--- START Records for the exercise ---

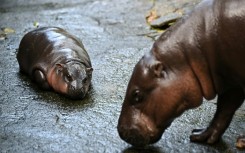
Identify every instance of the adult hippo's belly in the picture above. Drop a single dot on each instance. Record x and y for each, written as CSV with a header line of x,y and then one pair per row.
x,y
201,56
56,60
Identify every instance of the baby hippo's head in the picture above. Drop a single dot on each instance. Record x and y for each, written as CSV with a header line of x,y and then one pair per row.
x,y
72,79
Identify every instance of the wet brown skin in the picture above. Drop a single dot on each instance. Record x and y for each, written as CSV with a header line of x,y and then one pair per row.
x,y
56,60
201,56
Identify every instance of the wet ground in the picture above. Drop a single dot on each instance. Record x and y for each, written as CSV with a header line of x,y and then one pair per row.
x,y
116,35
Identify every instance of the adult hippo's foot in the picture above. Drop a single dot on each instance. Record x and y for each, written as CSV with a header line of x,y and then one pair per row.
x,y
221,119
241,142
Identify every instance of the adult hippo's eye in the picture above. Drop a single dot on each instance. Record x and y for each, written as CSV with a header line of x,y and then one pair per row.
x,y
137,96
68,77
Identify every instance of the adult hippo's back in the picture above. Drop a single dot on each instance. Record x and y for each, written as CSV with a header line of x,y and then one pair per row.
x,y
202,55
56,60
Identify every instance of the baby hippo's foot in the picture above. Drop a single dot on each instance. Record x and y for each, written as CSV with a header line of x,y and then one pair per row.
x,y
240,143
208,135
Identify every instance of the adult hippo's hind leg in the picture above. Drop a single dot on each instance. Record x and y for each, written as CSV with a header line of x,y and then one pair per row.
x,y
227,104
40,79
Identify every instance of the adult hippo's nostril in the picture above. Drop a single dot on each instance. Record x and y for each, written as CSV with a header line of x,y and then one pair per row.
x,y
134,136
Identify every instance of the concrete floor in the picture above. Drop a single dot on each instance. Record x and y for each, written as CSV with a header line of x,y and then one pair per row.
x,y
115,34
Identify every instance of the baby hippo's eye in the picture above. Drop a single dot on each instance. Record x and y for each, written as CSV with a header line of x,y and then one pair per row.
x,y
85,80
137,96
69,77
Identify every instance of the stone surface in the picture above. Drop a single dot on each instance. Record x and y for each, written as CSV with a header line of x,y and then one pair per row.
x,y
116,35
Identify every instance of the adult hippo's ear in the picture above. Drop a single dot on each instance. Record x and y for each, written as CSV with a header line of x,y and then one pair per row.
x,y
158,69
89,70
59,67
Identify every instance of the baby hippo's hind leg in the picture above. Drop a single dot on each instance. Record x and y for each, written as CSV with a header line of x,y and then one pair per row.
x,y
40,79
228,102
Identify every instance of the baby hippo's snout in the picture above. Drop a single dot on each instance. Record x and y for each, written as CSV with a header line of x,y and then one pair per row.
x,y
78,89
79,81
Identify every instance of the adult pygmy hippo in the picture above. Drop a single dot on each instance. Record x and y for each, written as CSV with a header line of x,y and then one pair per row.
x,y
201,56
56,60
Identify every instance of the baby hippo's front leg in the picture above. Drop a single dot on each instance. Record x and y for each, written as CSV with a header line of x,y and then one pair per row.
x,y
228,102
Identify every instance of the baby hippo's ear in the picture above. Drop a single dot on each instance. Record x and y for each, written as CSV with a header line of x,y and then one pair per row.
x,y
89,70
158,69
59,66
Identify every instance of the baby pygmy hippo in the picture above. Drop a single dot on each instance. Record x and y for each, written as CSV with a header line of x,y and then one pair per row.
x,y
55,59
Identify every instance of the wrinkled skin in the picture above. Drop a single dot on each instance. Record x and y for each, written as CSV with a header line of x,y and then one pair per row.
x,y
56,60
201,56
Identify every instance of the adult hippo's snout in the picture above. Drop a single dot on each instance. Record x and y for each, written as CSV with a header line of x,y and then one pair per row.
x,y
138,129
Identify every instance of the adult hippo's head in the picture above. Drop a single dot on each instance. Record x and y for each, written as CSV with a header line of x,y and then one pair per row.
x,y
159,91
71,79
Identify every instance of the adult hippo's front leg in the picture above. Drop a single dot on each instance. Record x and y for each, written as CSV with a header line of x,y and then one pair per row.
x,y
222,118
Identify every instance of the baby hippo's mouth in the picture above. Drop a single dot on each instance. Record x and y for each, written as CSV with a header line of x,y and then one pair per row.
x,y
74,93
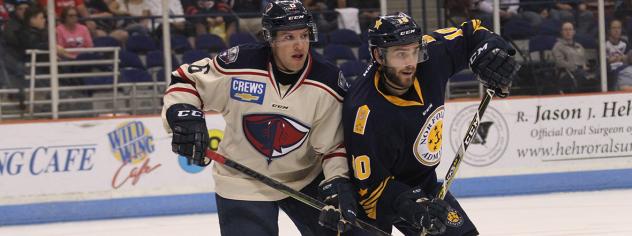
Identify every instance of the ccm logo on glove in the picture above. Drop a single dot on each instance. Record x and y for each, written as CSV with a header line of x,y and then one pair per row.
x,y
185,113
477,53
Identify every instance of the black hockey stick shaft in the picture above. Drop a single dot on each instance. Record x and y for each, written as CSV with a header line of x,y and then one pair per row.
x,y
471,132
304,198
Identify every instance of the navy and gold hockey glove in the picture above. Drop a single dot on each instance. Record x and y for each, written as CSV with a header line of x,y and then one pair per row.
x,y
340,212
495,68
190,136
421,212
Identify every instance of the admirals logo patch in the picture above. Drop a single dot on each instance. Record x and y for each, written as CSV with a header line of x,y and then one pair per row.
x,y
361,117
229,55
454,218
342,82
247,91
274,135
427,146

--- END Records for the exercise ---

_What this task involves_:
Rewrite every entry above with "Drop a single dot" changed to "Place one marker" and all other text unchanged. Omit the pictures from your answer.

_Reply_:
Identify every instance of the adult hippo's belly in the picture above. Place one marker on each instance. Record x and y for each, written as CSV with a header line of x,y and then one pair per row.
x,y
201,56
56,60
Identify every instance of the baby hippo's head in the picture above. Place one marker on each instance. Record x and y for each, written as CSV with a header line of x,y and then one pair per row.
x,y
72,79
Identify every instance of the wet brown skin in the picture above. Place one marker on each instance. Record x and y for each, written as CSV with a header line of x,y and then one pair per row.
x,y
56,60
201,56
Identify every instance of the wet ground in the picture above. Place one marker on each instance. Record x and y for each, written as CSV with a header line of x,y and then one pair per row.
x,y
116,35
Identify every instance of the adult hippo's foot in the picture above. Place one marker on each instance. Record x and y for each, written as CSV with a header line of x,y and then one pair per row.
x,y
221,119
241,142
Identify every instance of the adult hippo's eye in the picture above. Place one marker on each instance. Record x and y for each, written as CSV with a header line of x,y and then one pair per row.
x,y
137,96
68,77
Identify every instance of the adult hippo's back in the picture above. Place one marker on each instance. Record x and y for each, written as CSV with a header line of x,y and then one pair per row.
x,y
202,55
56,60
Identify every instance of the baby hippo's foot in the picture above. Place one marker on each instance. Record x and y for each, written as CSV with a header line of x,y and then one pair per row.
x,y
240,143
208,135
Identify every instance of the adult hippo's hind leg in the picture above. Place one marker on each instance. Record x and y for each, written as CSV with a header line of x,y and then one pair per row.
x,y
227,104
40,79
Identify every instance of the adult hippo's nostril in the picture above. Place one marker on each instance. Record x and y for each, written as CSV with a header line of x,y and then one pair per row.
x,y
134,136
Identify every instance of the concrete floor in the picture above. Place one marker on each instance. Record x and y for each, written as CSV with a header line of x,y and then one pair per row.
x,y
115,34
Identify every instance of the baby hippo's eye in the picture above. Place one marker on each instance. Record x and y for each, written as CSV with a header line of x,y and then one pair per row.
x,y
85,80
137,96
69,77
Identify every instance of the stone surface in the picture above. Place one marker on each instance. Record x and y for each, written as CSV with a header line of x,y and then one pair per row.
x,y
116,35
Identify every instance of the adult hippo's ear in the picture above. Place one marker on each instance. Record x and y for each, written as CSV with a header line of x,y and then one pair per row.
x,y
158,69
89,70
59,67
Identify every instance of the baby hippo's hind leg in the picture above. Place one marker on each instance. Record x and y for each, written as CSV with a header line of x,y and then one pair per row.
x,y
40,79
228,102
Identify every instance of the baby hippo's snout in the picture above. Place one marker on each instance. Record x and y for each, written as CSV with a header line of x,y and then one pair per row.
x,y
78,89
79,81
Identify every instance of the adult pygmy hippo in the picture above. Place one marker on each instance. Record x and y for each, written as CSV with a header line of x,y and then one pair per row.
x,y
201,56
56,60
Identify every instance of the baby hippo's front leg in the picture above. Place one marker on each instance. Record x and y for each, written as CSV with a header line of x,y and then one pair per row.
x,y
228,102
Identify every instance of the baby hippo's ear in the picture above. Place one marker on each instance. Record x and y for each, written as CSV with a header line of x,y and then one pair per row.
x,y
89,70
158,69
59,66
Identify every instance of the baby pygmy hippo in the picture above. Place one marker on each instance. Record x and y for each, written as CSV with a header line of x,y and then one pair per row.
x,y
55,59
Identify every instance of the wrinkled skin in the picture above. Place one marker on each instance. Record x and y for each, written as CSV with a header line of x,y and then one pair per row.
x,y
56,60
201,56
Identify every instance of the adult hippo's snout in the picture above. Place one marker on each instance. Record x and y for each, written as CSV with a header line of x,y and then one pair per row.
x,y
138,129
Identify every instance of the adult hippo's head in the picture above. Place one marker on each instance. Record x and y for each, written as CSV with a header line of x,y and then one pair per row.
x,y
159,91
71,79
Identify every instance of the adult hippo's front leg in the picture above. Place one marker on each instance. Record x and y for each, written as CSV with a header line of x,y and then one pair per row.
x,y
222,118
Identify every instance of the baby hippo's mouth in the picture above. Place one marker on each instance. Record x and y for each, written as CSV with a header line of x,y and then one pair per row.
x,y
74,93
Identify every instance of the ccm logo on glove in the picture above. Place one marker on each instance. Record x and y for each, written as CSV with a header line of x,y and then one pair per row.
x,y
185,113
477,53
Identify every instance of the black hockey stick shaft in the picture above. Place one marker on each instance. Record x and y for each, written as CSV with a header line of x,y and then one pair per row.
x,y
471,132
304,198
Identify every instance of the navy and gold hockey glove in the picture above. Place one marker on each instance. Record x and y for each, written as CSV with a header line of x,y and then one pair per row.
x,y
340,212
495,68
190,136
421,212
Identify every instance of the admirals logo patch in the picture above. Place one marker on each instance. Record x and y for each, written as CSV with a header line of x,y and then one pair per row.
x,y
361,117
229,55
454,218
342,82
247,91
274,135
427,146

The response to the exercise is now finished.